WHAT TO DO —
Repeat the lines starting at the first line and ending at the line that contains "741 281 L 748", including both of those lines, and leave the pictures out of your answer.

Segmentation dataset records
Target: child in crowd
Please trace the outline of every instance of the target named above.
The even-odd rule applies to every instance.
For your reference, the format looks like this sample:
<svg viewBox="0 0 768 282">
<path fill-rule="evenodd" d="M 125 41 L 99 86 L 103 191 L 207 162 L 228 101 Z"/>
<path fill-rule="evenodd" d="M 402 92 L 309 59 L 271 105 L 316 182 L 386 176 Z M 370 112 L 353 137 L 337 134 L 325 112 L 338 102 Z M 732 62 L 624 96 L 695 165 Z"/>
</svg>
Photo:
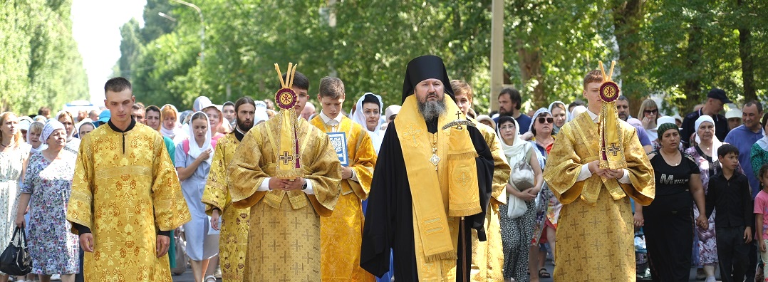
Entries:
<svg viewBox="0 0 768 282">
<path fill-rule="evenodd" d="M 741 281 L 748 271 L 749 244 L 752 241 L 752 193 L 746 176 L 737 171 L 739 149 L 723 144 L 717 149 L 720 172 L 710 178 L 707 217 L 717 209 L 715 236 L 723 281 Z"/>
<path fill-rule="evenodd" d="M 757 193 L 757 196 L 755 197 L 755 224 L 757 227 L 757 231 L 760 231 L 759 234 L 762 234 L 760 237 L 757 239 L 757 244 L 760 246 L 760 257 L 763 257 L 763 263 L 768 264 L 768 250 L 766 249 L 766 244 L 768 244 L 768 164 L 763 164 L 760 167 L 760 172 L 757 174 L 757 177 L 760 181 L 760 186 L 762 189 Z M 768 267 L 764 267 L 763 269 L 763 277 L 768 277 Z M 766 280 L 768 281 L 768 280 Z"/>
</svg>

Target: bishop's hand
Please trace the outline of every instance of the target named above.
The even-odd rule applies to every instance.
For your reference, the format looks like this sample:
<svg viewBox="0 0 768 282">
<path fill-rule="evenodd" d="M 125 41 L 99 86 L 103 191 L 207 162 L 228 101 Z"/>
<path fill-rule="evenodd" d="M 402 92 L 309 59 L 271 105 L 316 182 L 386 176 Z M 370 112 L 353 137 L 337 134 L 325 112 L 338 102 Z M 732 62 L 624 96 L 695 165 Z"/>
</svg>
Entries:
<svg viewBox="0 0 768 282">
<path fill-rule="evenodd" d="M 83 251 L 93 253 L 94 246 L 94 234 L 92 233 L 80 234 L 80 247 L 83 248 Z"/>
<path fill-rule="evenodd" d="M 156 246 L 156 251 L 157 252 L 157 257 L 164 256 L 168 254 L 168 247 L 170 245 L 170 237 L 165 235 L 157 235 L 157 244 Z"/>
</svg>

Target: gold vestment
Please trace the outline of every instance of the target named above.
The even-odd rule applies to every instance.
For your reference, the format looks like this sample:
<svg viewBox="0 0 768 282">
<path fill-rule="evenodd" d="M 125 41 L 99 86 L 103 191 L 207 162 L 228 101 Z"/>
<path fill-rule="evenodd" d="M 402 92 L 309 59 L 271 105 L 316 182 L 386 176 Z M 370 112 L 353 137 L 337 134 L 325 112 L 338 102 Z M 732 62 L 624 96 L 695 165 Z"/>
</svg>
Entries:
<svg viewBox="0 0 768 282">
<path fill-rule="evenodd" d="M 219 235 L 219 265 L 223 281 L 243 281 L 248 252 L 248 221 L 250 209 L 232 206 L 232 197 L 227 186 L 227 169 L 234 158 L 240 141 L 234 133 L 224 135 L 216 144 L 210 163 L 208 181 L 203 192 L 205 211 L 210 214 L 220 211 L 221 229 Z"/>
<path fill-rule="evenodd" d="M 310 123 L 323 132 L 332 131 L 319 115 Z M 349 118 L 342 117 L 336 131 L 346 134 L 349 167 L 359 181 L 342 180 L 333 214 L 320 218 L 320 273 L 323 281 L 373 281 L 373 275 L 360 267 L 360 244 L 365 221 L 362 201 L 371 190 L 376 151 L 368 133 Z"/>
<path fill-rule="evenodd" d="M 314 194 L 257 191 L 275 174 L 282 118 L 251 128 L 227 170 L 233 205 L 250 207 L 246 281 L 319 280 L 319 217 L 331 215 L 341 191 L 340 164 L 328 135 L 301 118 L 301 169 Z"/>
<path fill-rule="evenodd" d="M 83 138 L 67 220 L 94 236 L 86 281 L 170 282 L 167 254 L 156 256 L 157 234 L 190 218 L 160 133 L 141 124 L 122 133 L 104 124 Z"/>
<path fill-rule="evenodd" d="M 502 246 L 502 227 L 499 223 L 498 205 L 506 204 L 505 190 L 509 180 L 511 168 L 507 158 L 502 151 L 496 131 L 491 127 L 471 119 L 480 131 L 493 154 L 493 192 L 485 213 L 485 234 L 488 241 L 478 240 L 478 231 L 472 229 L 472 281 L 504 280 L 504 250 Z"/>
<path fill-rule="evenodd" d="M 654 170 L 635 128 L 617 124 L 630 184 L 597 174 L 577 181 L 582 166 L 598 159 L 598 124 L 580 114 L 558 133 L 544 178 L 562 203 L 558 221 L 555 267 L 558 281 L 635 280 L 632 207 L 630 196 L 647 205 L 655 195 Z"/>
</svg>

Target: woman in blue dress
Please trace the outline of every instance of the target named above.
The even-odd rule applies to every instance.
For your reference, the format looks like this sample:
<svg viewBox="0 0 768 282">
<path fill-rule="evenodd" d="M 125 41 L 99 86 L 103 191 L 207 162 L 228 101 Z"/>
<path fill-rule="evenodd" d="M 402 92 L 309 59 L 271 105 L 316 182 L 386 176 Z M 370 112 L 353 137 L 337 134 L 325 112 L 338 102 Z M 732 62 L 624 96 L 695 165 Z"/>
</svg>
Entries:
<svg viewBox="0 0 768 282">
<path fill-rule="evenodd" d="M 210 221 L 205 214 L 205 205 L 200 201 L 214 157 L 209 127 L 205 113 L 194 113 L 190 121 L 189 138 L 176 145 L 176 171 L 181 181 L 181 192 L 192 215 L 192 220 L 184 228 L 187 255 L 192 260 L 196 282 L 203 281 L 204 274 L 207 274 L 205 280 L 214 277 L 216 264 L 209 265 L 208 262 L 219 252 L 219 235 L 209 234 Z"/>
</svg>

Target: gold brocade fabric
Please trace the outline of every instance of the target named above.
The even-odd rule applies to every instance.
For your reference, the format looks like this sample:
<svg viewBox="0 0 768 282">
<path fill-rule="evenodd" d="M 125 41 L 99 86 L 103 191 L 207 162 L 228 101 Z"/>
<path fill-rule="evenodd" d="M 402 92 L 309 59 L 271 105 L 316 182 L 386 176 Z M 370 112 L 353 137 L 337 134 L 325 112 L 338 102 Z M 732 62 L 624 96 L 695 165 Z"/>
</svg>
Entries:
<svg viewBox="0 0 768 282">
<path fill-rule="evenodd" d="M 310 123 L 324 132 L 331 131 L 319 115 Z M 320 218 L 320 273 L 323 281 L 373 281 L 373 275 L 360 267 L 360 245 L 365 219 L 362 201 L 371 190 L 376 152 L 370 136 L 351 119 L 342 117 L 338 131 L 346 134 L 349 168 L 359 182 L 342 180 L 333 214 Z"/>
<path fill-rule="evenodd" d="M 502 230 L 499 223 L 498 205 L 507 203 L 505 188 L 509 179 L 511 168 L 502 151 L 496 132 L 491 127 L 470 119 L 480 131 L 493 154 L 493 191 L 488 212 L 485 213 L 485 234 L 488 241 L 478 240 L 477 231 L 472 229 L 472 281 L 502 281 L 504 280 L 504 250 L 502 247 Z"/>
<path fill-rule="evenodd" d="M 449 96 L 445 95 L 443 102 L 446 111 L 438 118 L 434 134 L 428 131 L 419 113 L 415 95 L 406 98 L 395 119 L 411 187 L 416 266 L 419 279 L 425 281 L 455 275 L 459 217 L 482 211 L 477 194 L 477 152 L 466 128 L 442 129 L 452 121 L 450 117 L 456 114 L 452 113 L 461 114 Z M 434 154 L 440 159 L 436 170 L 429 161 L 435 142 Z M 464 184 L 455 185 L 458 183 Z M 438 194 L 442 197 L 436 197 Z M 459 210 L 468 214 L 452 212 Z"/>
<path fill-rule="evenodd" d="M 81 143 L 67 220 L 94 235 L 85 280 L 170 282 L 167 254 L 155 255 L 157 233 L 190 216 L 162 136 L 141 124 L 125 133 L 104 124 Z"/>
<path fill-rule="evenodd" d="M 544 179 L 563 204 L 558 221 L 556 281 L 628 281 L 635 279 L 632 212 L 629 195 L 643 205 L 655 195 L 654 170 L 635 137 L 618 123 L 631 184 L 597 174 L 576 181 L 583 164 L 598 160 L 598 126 L 580 114 L 558 133 Z"/>
<path fill-rule="evenodd" d="M 250 207 L 243 280 L 317 281 L 320 280 L 319 217 L 329 216 L 339 199 L 340 164 L 328 135 L 300 119 L 302 168 L 314 194 L 300 190 L 257 191 L 262 182 L 275 173 L 274 148 L 279 146 L 269 136 L 276 134 L 280 124 L 278 118 L 272 118 L 251 128 L 227 170 L 233 205 Z M 270 194 L 273 202 L 265 197 Z M 298 199 L 311 204 L 296 204 L 301 202 Z"/>
<path fill-rule="evenodd" d="M 634 234 L 627 197 L 615 201 L 601 193 L 595 205 L 564 204 L 555 231 L 554 280 L 634 281 Z"/>
<path fill-rule="evenodd" d="M 624 121 L 617 124 L 623 135 L 622 148 L 631 184 L 597 174 L 584 181 L 576 181 L 581 166 L 598 160 L 600 151 L 599 138 L 594 138 L 598 136 L 598 125 L 589 114 L 579 114 L 560 128 L 544 170 L 545 181 L 561 204 L 568 204 L 579 198 L 594 204 L 604 187 L 614 200 L 628 194 L 643 205 L 653 201 L 656 194 L 654 169 L 636 137 L 636 129 Z"/>
<path fill-rule="evenodd" d="M 221 230 L 219 236 L 219 265 L 223 281 L 243 281 L 248 252 L 248 223 L 250 208 L 232 206 L 232 197 L 227 186 L 227 168 L 237 152 L 240 141 L 233 133 L 219 139 L 214 151 L 208 181 L 203 191 L 203 203 L 209 215 L 214 208 L 221 212 Z"/>
</svg>

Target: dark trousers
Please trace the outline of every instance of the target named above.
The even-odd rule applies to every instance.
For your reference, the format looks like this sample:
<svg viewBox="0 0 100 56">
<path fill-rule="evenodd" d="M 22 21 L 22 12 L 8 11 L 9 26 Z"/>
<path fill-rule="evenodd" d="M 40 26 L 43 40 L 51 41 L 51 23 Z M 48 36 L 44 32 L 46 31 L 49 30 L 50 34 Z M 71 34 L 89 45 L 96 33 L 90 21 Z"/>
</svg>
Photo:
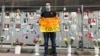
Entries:
<svg viewBox="0 0 100 56">
<path fill-rule="evenodd" d="M 50 38 L 51 43 L 52 43 L 52 53 L 53 55 L 55 55 L 56 54 L 56 33 L 55 32 L 43 32 L 43 36 L 44 36 L 44 46 L 45 46 L 44 54 L 48 54 L 48 42 Z"/>
</svg>

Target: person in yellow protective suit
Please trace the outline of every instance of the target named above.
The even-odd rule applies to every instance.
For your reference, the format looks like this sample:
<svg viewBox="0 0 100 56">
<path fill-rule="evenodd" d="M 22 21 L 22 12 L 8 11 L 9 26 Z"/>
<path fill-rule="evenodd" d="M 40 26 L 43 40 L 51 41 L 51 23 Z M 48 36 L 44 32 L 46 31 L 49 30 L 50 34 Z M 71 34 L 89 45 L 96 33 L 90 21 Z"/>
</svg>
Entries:
<svg viewBox="0 0 100 56">
<path fill-rule="evenodd" d="M 51 10 L 51 4 L 46 3 L 46 10 L 41 13 L 39 19 L 40 31 L 44 37 L 44 56 L 48 56 L 49 38 L 52 43 L 52 54 L 57 56 L 56 52 L 56 32 L 59 30 L 59 19 L 55 11 Z"/>
</svg>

EXERCISE SOLUTION —
Target: child in crowd
Please trace the outline of every instance of the target named above.
The even-odd rule applies to every instance.
For your reference, the format looks like this sample:
<svg viewBox="0 0 768 282">
<path fill-rule="evenodd" d="M 125 41 L 99 86 L 103 191 L 207 162 L 228 101 Z"/>
<path fill-rule="evenodd" d="M 402 92 L 309 59 L 271 105 L 316 182 L 386 176 Z M 370 112 L 353 137 L 337 134 L 325 112 L 338 102 Z M 732 62 L 624 96 L 695 165 Z"/>
</svg>
Photo:
Entries:
<svg viewBox="0 0 768 282">
<path fill-rule="evenodd" d="M 741 281 L 748 271 L 749 244 L 752 241 L 752 193 L 746 176 L 737 171 L 739 149 L 723 144 L 717 149 L 720 172 L 710 178 L 707 217 L 717 209 L 715 236 L 723 281 Z"/>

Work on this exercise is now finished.